BEGIN Provided records

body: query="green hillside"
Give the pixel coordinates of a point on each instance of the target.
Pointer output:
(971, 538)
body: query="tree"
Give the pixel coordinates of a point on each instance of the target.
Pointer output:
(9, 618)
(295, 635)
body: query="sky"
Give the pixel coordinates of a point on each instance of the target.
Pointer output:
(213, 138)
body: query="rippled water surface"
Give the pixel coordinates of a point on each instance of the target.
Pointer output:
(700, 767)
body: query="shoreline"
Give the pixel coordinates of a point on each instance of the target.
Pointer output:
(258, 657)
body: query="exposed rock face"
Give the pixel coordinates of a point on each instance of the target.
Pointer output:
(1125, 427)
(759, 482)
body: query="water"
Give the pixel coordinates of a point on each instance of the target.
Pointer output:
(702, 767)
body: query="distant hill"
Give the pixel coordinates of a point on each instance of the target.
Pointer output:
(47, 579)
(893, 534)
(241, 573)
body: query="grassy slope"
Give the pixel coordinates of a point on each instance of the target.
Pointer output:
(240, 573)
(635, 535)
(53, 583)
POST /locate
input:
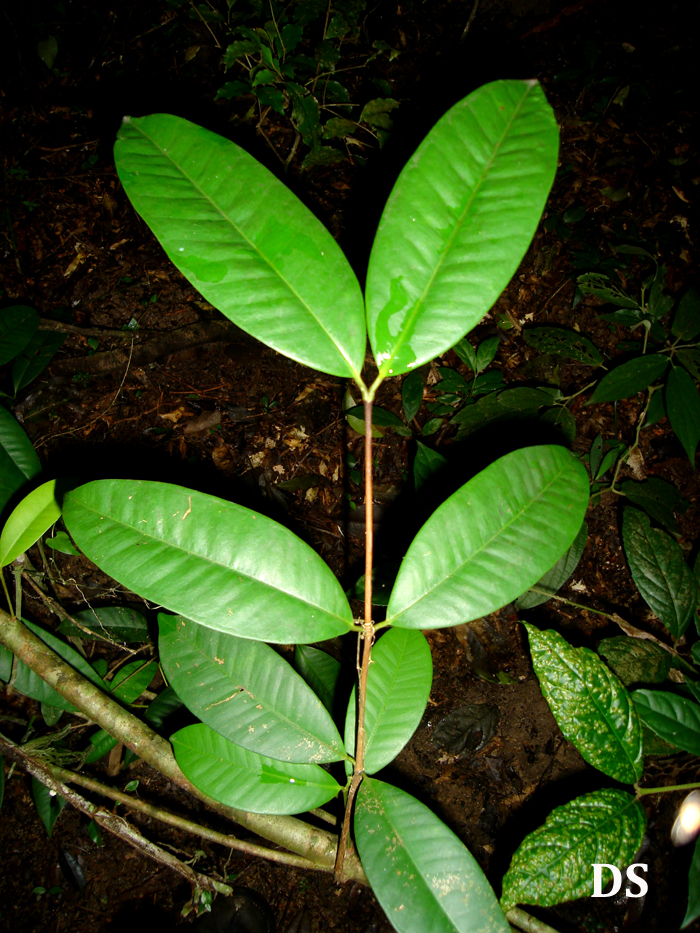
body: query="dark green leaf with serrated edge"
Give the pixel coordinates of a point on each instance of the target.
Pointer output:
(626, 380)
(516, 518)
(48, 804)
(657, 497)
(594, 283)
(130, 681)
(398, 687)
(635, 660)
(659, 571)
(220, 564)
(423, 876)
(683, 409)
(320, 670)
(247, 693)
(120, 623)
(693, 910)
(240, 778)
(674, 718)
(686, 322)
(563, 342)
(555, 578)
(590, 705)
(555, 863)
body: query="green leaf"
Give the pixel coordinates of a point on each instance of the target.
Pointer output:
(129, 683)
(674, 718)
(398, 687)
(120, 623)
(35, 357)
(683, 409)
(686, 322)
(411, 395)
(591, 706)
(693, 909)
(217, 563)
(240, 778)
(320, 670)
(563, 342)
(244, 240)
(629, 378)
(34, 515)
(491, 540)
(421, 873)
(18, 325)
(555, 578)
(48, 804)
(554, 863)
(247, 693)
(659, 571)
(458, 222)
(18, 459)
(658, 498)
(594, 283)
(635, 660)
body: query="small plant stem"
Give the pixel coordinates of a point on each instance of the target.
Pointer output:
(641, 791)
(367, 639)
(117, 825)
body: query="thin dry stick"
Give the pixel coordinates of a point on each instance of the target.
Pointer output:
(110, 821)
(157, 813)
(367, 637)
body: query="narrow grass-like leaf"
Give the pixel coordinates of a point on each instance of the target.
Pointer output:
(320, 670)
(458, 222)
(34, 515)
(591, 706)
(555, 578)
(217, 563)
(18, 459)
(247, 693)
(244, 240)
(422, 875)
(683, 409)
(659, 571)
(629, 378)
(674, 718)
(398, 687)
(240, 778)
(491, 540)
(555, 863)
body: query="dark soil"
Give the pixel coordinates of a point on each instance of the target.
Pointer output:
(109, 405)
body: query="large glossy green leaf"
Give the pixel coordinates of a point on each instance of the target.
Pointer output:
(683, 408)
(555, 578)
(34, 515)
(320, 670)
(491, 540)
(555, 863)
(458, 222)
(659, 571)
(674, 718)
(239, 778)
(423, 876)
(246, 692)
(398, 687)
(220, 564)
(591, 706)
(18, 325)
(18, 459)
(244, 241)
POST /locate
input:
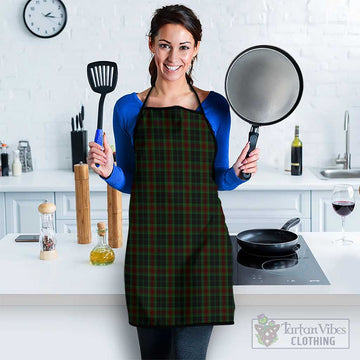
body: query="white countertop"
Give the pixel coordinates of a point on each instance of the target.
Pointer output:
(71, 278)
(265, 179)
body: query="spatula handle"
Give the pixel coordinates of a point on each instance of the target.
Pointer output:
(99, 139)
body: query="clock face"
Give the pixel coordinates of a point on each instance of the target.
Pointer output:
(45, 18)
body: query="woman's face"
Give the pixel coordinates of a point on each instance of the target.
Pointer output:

END Provided records
BEGIN Provided records

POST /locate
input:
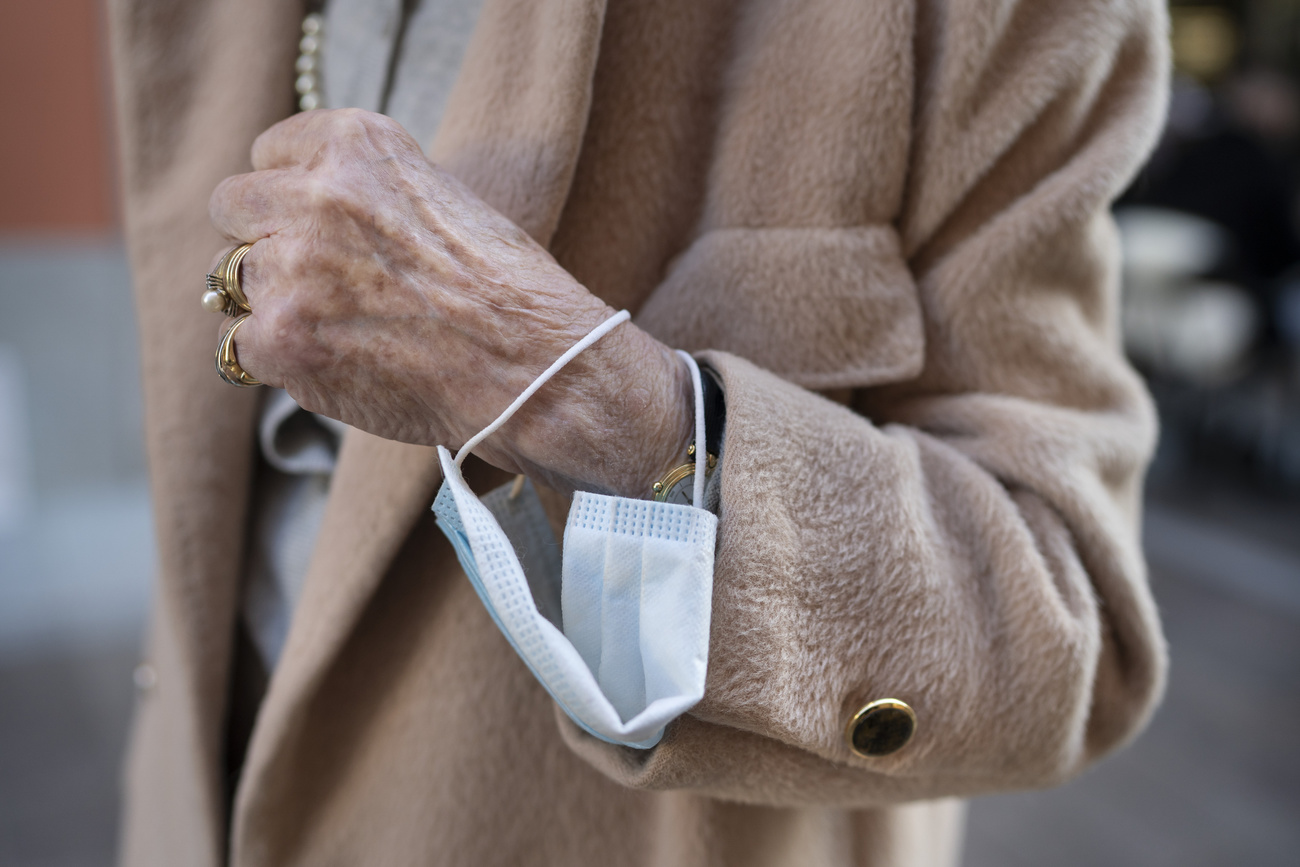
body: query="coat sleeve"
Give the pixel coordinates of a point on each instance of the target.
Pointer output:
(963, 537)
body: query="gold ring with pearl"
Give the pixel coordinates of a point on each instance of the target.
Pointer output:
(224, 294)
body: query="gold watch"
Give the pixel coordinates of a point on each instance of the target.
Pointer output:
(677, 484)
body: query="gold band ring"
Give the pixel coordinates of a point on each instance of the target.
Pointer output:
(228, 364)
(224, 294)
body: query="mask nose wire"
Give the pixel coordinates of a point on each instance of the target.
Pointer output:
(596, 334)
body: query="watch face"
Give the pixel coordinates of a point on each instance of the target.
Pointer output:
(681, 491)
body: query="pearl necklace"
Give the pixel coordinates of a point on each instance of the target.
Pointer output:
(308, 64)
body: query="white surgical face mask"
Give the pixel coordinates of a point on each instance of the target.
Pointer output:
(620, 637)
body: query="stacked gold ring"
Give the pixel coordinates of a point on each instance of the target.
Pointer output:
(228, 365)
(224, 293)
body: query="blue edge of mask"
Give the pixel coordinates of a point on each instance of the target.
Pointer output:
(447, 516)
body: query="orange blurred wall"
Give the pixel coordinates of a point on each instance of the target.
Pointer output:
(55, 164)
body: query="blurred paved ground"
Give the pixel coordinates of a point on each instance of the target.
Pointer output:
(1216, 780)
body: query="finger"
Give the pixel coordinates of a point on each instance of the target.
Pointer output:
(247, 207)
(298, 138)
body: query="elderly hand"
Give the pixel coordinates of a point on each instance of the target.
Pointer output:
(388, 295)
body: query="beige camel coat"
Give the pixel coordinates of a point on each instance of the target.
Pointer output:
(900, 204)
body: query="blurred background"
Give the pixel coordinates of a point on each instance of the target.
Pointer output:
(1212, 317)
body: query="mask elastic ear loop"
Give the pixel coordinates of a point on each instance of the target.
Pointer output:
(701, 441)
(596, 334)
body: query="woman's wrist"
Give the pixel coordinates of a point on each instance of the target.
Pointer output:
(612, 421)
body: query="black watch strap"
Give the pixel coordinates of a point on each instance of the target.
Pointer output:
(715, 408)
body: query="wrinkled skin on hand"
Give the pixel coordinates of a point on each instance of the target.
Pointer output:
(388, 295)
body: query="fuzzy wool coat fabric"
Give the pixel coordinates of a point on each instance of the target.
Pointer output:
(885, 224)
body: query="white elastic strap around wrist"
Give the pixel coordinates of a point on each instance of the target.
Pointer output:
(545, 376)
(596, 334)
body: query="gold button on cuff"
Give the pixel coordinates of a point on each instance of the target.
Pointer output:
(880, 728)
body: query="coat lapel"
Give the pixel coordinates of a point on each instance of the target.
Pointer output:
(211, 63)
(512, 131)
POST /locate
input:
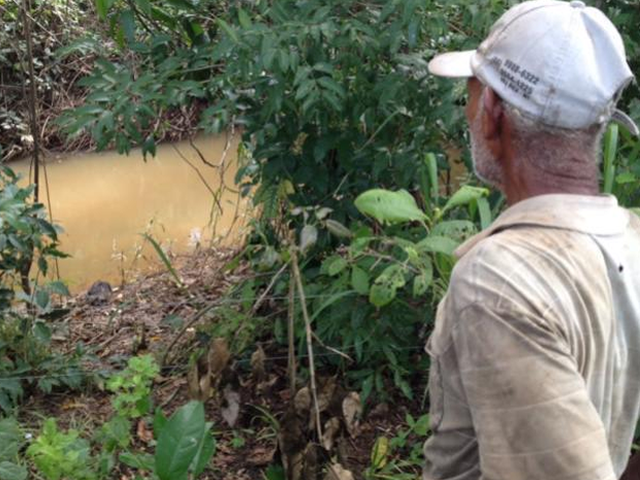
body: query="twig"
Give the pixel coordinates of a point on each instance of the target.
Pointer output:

END Provided records
BEGIN Provided records

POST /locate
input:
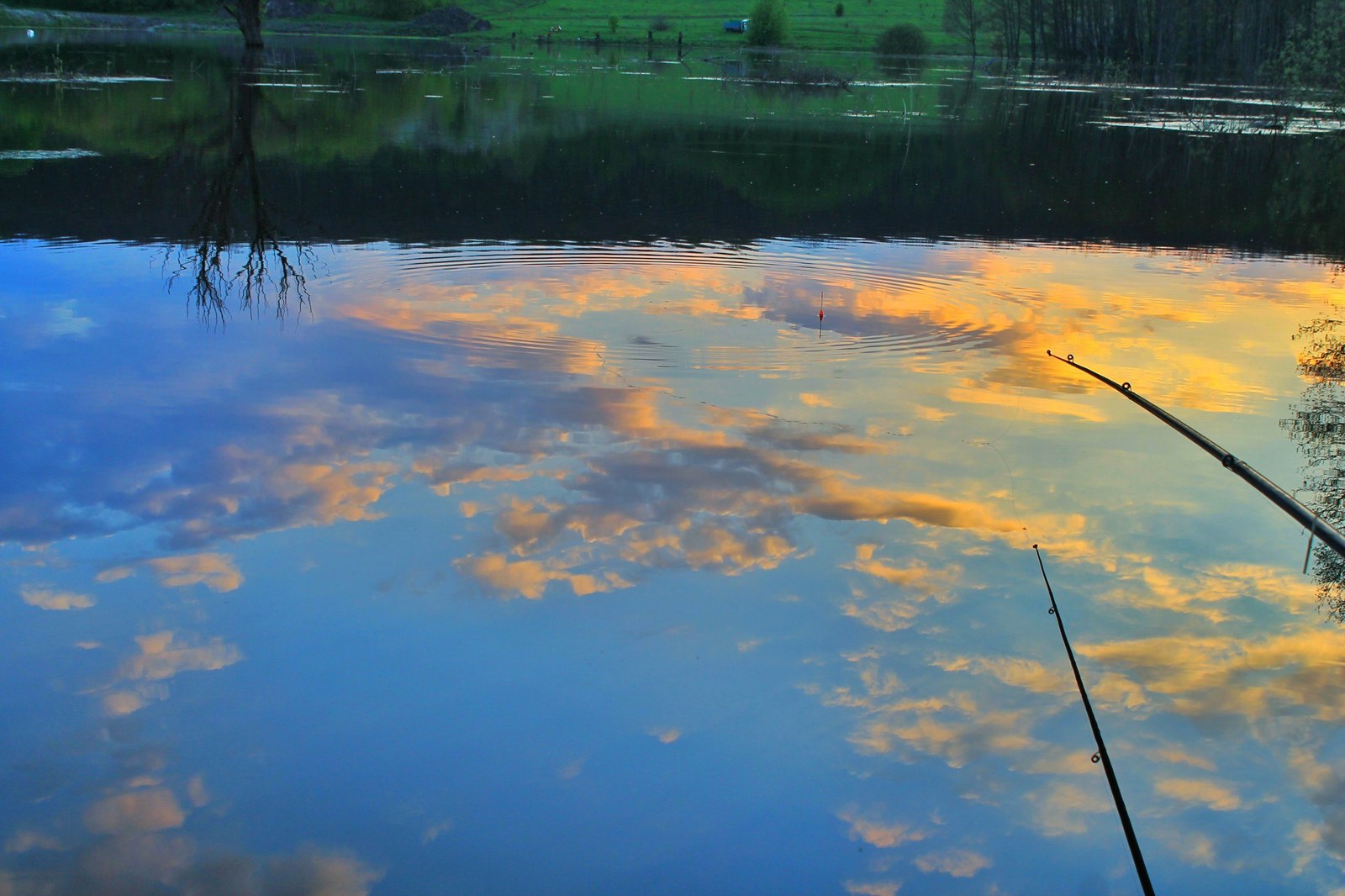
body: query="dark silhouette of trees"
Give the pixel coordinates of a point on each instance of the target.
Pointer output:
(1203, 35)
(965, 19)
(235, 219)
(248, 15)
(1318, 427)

END Provided records

Problem details:
Search the data above for "with" and copy every line where it turns up.

Answer space:
body: query="dark green leaf with serrated edge"
body: query="gold ring with pearl"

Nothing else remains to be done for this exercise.